— TO DO —
The listing below is to be copied exactly, with pictures excluded.
────────────────
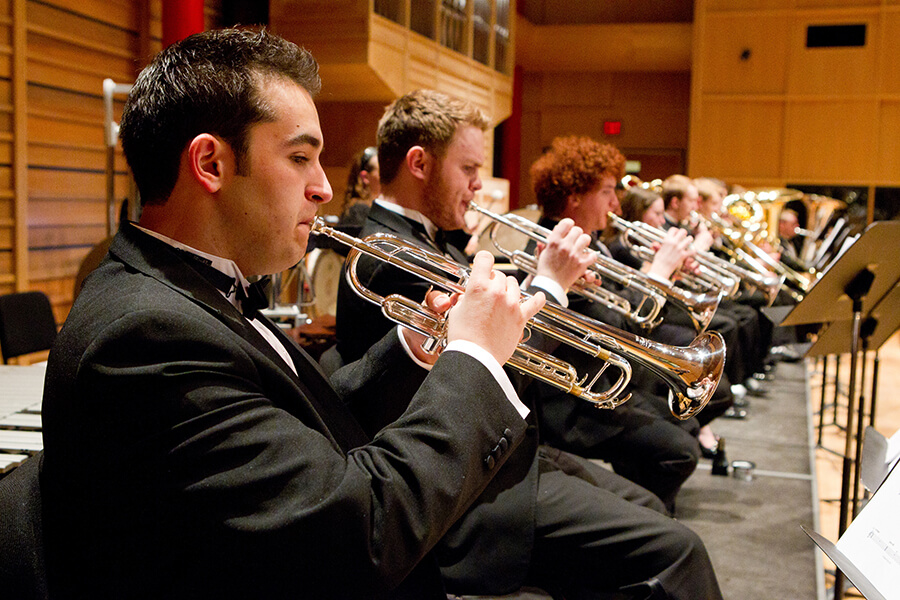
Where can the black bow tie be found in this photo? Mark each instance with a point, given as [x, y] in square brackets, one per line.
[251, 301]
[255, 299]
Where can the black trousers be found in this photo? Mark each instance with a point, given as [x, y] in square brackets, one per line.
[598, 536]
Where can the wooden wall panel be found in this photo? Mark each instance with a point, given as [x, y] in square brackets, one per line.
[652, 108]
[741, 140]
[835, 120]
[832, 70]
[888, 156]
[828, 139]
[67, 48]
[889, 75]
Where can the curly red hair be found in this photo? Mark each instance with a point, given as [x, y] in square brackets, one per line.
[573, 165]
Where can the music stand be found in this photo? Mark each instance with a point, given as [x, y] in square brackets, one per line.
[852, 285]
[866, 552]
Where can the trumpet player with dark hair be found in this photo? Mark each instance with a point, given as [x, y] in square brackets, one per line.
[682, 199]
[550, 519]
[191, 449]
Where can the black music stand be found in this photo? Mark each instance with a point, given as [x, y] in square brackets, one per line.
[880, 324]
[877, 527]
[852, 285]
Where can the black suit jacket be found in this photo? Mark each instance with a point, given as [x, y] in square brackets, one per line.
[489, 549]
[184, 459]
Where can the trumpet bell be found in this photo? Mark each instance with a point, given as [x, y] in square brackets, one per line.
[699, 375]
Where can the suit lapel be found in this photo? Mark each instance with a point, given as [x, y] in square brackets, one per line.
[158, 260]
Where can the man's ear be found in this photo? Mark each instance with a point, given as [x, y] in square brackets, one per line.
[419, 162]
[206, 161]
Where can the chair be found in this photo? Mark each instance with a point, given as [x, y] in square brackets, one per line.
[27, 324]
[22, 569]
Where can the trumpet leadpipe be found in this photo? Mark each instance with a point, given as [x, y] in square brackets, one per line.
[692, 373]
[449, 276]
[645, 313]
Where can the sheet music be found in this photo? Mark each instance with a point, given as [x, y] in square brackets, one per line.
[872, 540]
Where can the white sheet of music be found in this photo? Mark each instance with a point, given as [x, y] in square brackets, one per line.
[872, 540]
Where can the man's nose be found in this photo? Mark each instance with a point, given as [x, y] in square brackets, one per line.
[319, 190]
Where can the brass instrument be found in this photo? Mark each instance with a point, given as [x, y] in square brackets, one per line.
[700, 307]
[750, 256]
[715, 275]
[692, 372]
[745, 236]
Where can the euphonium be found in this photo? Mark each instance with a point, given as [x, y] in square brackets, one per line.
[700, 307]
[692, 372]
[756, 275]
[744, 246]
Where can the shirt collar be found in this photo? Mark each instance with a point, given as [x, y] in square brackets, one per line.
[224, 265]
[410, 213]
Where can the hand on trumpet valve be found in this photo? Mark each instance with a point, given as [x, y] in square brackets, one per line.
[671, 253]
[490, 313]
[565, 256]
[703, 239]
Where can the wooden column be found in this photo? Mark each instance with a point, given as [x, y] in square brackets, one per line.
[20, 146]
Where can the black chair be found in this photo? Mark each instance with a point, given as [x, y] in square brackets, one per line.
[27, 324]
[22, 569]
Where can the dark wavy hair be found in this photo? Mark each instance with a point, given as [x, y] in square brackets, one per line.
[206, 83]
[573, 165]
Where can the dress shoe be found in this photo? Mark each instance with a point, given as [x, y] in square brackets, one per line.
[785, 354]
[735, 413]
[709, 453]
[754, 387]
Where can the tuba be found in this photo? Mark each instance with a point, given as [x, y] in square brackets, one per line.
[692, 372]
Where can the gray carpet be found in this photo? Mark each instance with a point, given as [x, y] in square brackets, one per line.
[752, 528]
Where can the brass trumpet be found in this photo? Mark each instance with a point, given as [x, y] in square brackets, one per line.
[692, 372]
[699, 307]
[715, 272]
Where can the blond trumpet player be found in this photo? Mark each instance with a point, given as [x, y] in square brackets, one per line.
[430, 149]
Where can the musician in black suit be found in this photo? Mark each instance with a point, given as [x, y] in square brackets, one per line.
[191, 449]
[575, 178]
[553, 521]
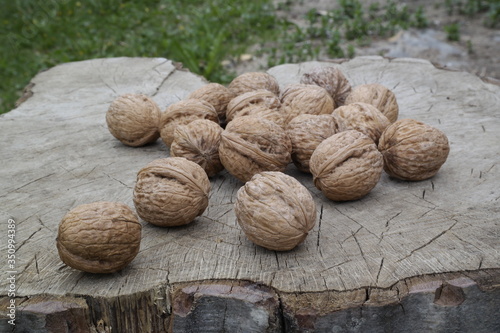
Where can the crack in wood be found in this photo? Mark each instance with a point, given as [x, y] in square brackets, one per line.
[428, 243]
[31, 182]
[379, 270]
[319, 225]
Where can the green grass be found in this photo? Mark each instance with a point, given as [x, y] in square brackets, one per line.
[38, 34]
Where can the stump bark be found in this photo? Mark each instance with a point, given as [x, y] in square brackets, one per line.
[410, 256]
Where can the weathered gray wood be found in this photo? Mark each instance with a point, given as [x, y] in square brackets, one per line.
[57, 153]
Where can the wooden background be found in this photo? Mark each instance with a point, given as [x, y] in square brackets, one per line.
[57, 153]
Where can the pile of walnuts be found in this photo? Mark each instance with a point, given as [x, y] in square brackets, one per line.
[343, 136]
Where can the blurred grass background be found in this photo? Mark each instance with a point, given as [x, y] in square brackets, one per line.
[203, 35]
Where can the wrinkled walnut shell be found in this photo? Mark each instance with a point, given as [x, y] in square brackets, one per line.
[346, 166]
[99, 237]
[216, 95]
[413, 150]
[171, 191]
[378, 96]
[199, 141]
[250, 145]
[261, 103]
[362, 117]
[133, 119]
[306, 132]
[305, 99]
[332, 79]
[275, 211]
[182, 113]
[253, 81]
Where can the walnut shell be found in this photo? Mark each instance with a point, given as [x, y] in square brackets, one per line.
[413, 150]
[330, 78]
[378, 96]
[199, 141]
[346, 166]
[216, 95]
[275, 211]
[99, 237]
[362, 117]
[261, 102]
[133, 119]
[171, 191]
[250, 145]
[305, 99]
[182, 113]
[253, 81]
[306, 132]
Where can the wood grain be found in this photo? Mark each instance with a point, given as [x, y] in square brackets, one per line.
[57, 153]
────────────────
— RESULT BELOW —
Where can the black bow tie be found in this photo? Mark each instance with a point, given as [x, y] in square brackets, one per line.
[251, 301]
[255, 299]
Where can the black trousers be found in this photo? Mark each instance with a point, given as [x, y] in square brackets, one per line.
[598, 536]
Where can the wooden wall panel be found in this photo? Mark each instance with a point, given as [x, y] in square brackets, one per line.
[652, 108]
[741, 140]
[835, 120]
[832, 70]
[888, 156]
[828, 139]
[67, 48]
[889, 75]
Where can the curly red hair be found in this photo? Mark each instance with a point, given as [x, y] in square brackets, one per line.
[573, 165]
Where can the music stand be found in this photo? Mark each instance with a point, given as [x, y] in square brackets, one per line.
[852, 285]
[866, 552]
Where can the trumpet player with dark hair be found in this photo? Mark each instance with a point, given as [x, y] in square brackets, one per line.
[682, 199]
[550, 519]
[191, 449]
Where can the black music stand be found in this photo? Mark each instance with a point, given as [x, y] in square brackets, one per line.
[880, 324]
[877, 527]
[852, 285]
Where can the black suit jacket be found in this photo? Mark each instance with a point, given as [x, y] in square brackets, one per line.
[489, 549]
[184, 459]
Where can the trumpet bell be found in this photo? Mark each instance with a point, given as [x, y] in square brackets, one per line.
[699, 375]
Where can the suit lapel be found in this photo? Mark each instance with a point, given as [x, y] in square brackets, one per line.
[158, 260]
Where can the man's ear be found in this photo? Mark each instance with a point, given as [x, y] in square brackets, one per line.
[419, 162]
[206, 161]
Where can the chair be found in this photo? Mark each instance with a point, given as [x, y] in square brackets, one per line.
[27, 324]
[22, 569]
Where can the trumpet leadpipe be found in this photo? Mark each instance with a point, given as [x, y] in square brackets, one per line.
[692, 373]
[449, 276]
[645, 313]
Where can the sheet music be found in this photo? Mark each instance with a point, given as [x, y] in square brackets, one per line.
[872, 540]
Where can the white sheet of music be found in this photo? Mark each instance with a point, given as [x, y] in square brackets, one per line.
[872, 540]
Where can the man's nose be found in this photo? Mark each instance with a point, given as [x, y] in square brackets, one per line.
[319, 190]
Where can the brass instrument be found in this photo? Mark each instance with a point, given as [x, y] in square brackets, one per line.
[700, 307]
[750, 256]
[715, 275]
[692, 372]
[745, 236]
Where can the euphonium be found in this photo? Mark each instance with a point, given as [x, y] in square brackets, one per line.
[700, 307]
[692, 372]
[756, 275]
[744, 246]
Where can the shirt collar be found in this photo? Mark each instance with a point, given as [x, y] in square brackets, one per line.
[224, 265]
[410, 213]
Where can the hand on trumpet valve be found in this photo? Mark each instance with a point, given as [x, y] in square brackets, one per line.
[671, 253]
[490, 313]
[565, 256]
[703, 239]
Where can the wooden column be found in this photo? Mark each instance with a point, given as [x, y] in square brackets, one per line.
[20, 146]
Where can the black chair be found in this photo? Mark each instance with a point, given as [x, y] in square brackets, one per line.
[27, 324]
[22, 569]
Where can the dark wavy hair be found in this photo? Mark each instance with a point, given as [x, y] in square brackets, one per line.
[206, 83]
[573, 165]
Where can the dress shoe be found in this photo? Mark each instance with a point, given as [x, y] in square brackets, one per line.
[785, 354]
[735, 413]
[709, 453]
[754, 387]
Where can the tuba be found in this photo? Mark each instance with a point, given as [x, y] in square brackets, one per line.
[692, 372]
Where can the gray carpet be found in this photo? Mark each instance with a point, given as [x, y] in square brackets, one per line.
[752, 528]
Where can the brass trumpet be found in this photo? Mark each instance with a point, given as [x, y] in square brackets, one per line.
[692, 372]
[699, 307]
[715, 272]
Where can the blond trumpet player be found in this photo? Mark each instance with a point, given as [x, y] in square brackets, one per line.
[430, 149]
Where can the musician in black suit be found in this photo? Mark each instance with a point, given as [x, y] in square brackets, one per line.
[191, 449]
[575, 178]
[553, 521]
Where can the crack in wood be found in this photo? Mark each instance with a point, given as [x, y] in square brackets, one per line.
[428, 243]
[31, 182]
[379, 270]
[319, 225]
Where can the green grass be found in this photo? Mark each instance with a point, given as [x, y] in square brackets, one per line.
[38, 34]
Where can the stump bark be found in this photo? Mark each instance with a point, given as [x, y] in square brackets, one per line.
[410, 256]
Where can the weathered gray wood be found in this photo? Mark each instance with a point, given as [x, y] in square brackets, one per line.
[57, 153]
Where can the wooden background be found in this photo? Mark each instance with a point, given as [x, y] in square brackets, one per line.
[57, 153]
Where can the pile of walnuts be found in this photo? Mark each instance with a point, given as [x, y] in square brackets, one per line.
[343, 136]
Where can the blurred grass background be found in this photo? Mark each instance with a point, given as [x, y] in square brackets, one per line.
[203, 35]
Where can the wrinkled walnut shell be found in this photo? Mark each instance with a point, given as [x, y] in square brackets, one per line.
[346, 166]
[99, 237]
[216, 95]
[413, 150]
[171, 191]
[378, 96]
[199, 141]
[250, 145]
[261, 103]
[362, 117]
[133, 119]
[306, 132]
[305, 99]
[332, 79]
[275, 211]
[182, 113]
[253, 81]
Where can the walnut shell be found in this photo? Mark each instance with a point, given as [x, y] in square brackets, one per line.
[413, 150]
[330, 78]
[378, 96]
[199, 141]
[346, 166]
[216, 95]
[275, 211]
[99, 237]
[362, 117]
[261, 102]
[133, 119]
[171, 191]
[250, 145]
[305, 99]
[182, 113]
[253, 81]
[306, 132]
Where can the wood grain be found in this photo? Mark each instance with a point, given as [x, y] in square brackets, one per line.
[57, 153]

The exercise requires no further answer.